▸ Provided passage
================
Strahan's favorite idea is the Geopolitical Room, a centralized, atrium-like space dramatically designed in the spirit of global conflict -- enemy flags hanging from a mezzanine, a world map covering the floor, and a giant George Washington quote about war preparedness etched on a wall. This new "heart and soul of the facility" offers much-needed orientation in two ways. "When you walk into the Geopolitical Room, you understand what's going on [at the TTF]," Strahan says. "And everything branches off it, so it helps you navigate the rest of the facility."
The ideas were narrowed down and smartly packaged into a portfolio, which, thanks in part to overtime graphic-design efforts by Strahan, was delivered to Martemucci in November. He also was given the display boards, which became part of every TTF tour and special event -- to be seen by "people who can potentially influence funding decisions."
It worked. After key members of the Base Facilities Board saw the proposal, the TTF vaulted from No. 145 on Nellis' projects list to No. 37. Since the top 90 projects receive funding, the UNLV plan will be put out to bid by the base's civil engineers. Which elements will be incorporated hasn't been decided, but Martemucci says they will comprise a "significant" portion of the portfolio.
"I was looking for someone to give us some thoughts and ideas," he says of the center's work, "but to have 15 separate minds working on this and researching it to the level that they did ..."
In addition, the project's given Nellis some bragging rights. This spring, it was one of two bases competing in the finals for the USAF Chief of Staff's Installation Excellence Award. "The winner has the honor of being known as the best base in the entire Air Force from an installation and facilities perspective," Martemucci says. "The TTF was featured prominently in the presentation, and ... its redesign initiative will have played a big role in swaying the judges' decision."
================
▸ Work order A
For each statement below, say yes or no to whether it agrees with the TTF redesign passage, and quote the deciding words from the text. (i) The TTF moved from No. 145 to No. 37 on Nellis' projects list. (ii) The portfolio was delivered to Martemucci in December. (iii) It has already been decided which elements will be incorporated.
▸ Work order B
Write out, word for word, the section of the TTF redesign passage that starts with the words containing "The ideas were" and ends with "of the portfolio.".
Base every answer on the TTF redesign passage alone.

▸ Dataset extract
================
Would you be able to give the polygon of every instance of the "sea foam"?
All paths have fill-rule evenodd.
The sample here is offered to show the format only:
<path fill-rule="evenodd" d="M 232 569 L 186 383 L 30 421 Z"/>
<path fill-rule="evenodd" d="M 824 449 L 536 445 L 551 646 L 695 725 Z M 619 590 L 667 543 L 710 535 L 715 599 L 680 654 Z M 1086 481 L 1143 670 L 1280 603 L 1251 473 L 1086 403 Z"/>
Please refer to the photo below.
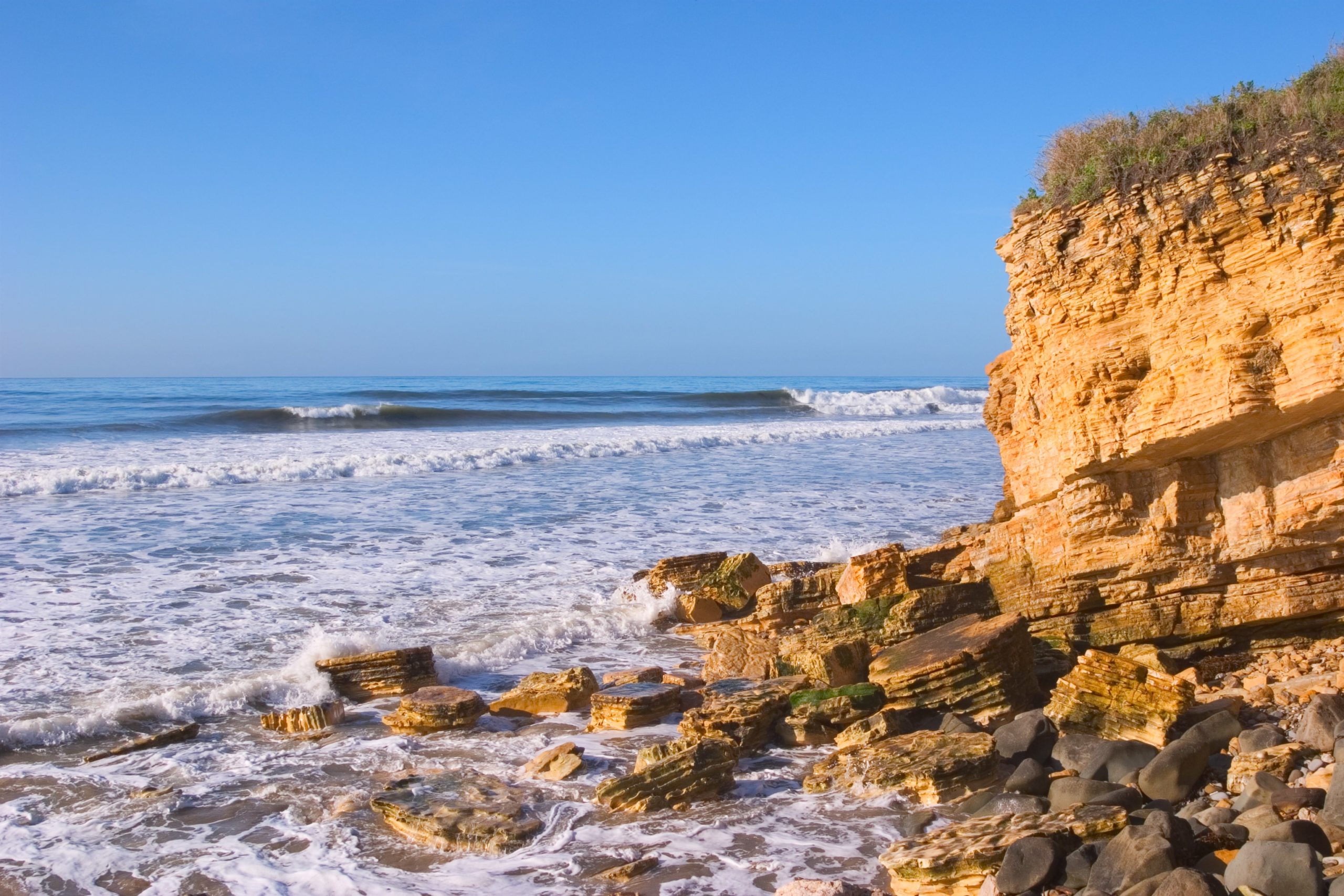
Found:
================
▸ Reply A
(i) Yes: "the TTF vaulted from No. 145 on Nellis' projects list to No. 37"
(ii) No: "was delivered to Martemucci in November"
(iii) No: "Which elements will be incorporated hasn't been decided"

▸ Reply B
The ideas were narrowed down and smartly packaged into a portfolio, which, thanks in part to overtime graphic-design efforts by Strahan, was delivered to Martemucci in November. He also was given the display boards, which became part of every TTF tour and special event -- to be seen by "people who can potentially influence funding decisions."
It worked. After key members of the Base Facilities Board saw the proposal, the TTF vaulted from No. 145 on Nellis' projects list to No. 37. Since the top 90 projects receive funding, the UNLV plan will be put out to bid by the base's civil engineers. Which elements will be incorporated hasn't been decided, but Martemucci says they will comprise a "significant" portion of the portfolio.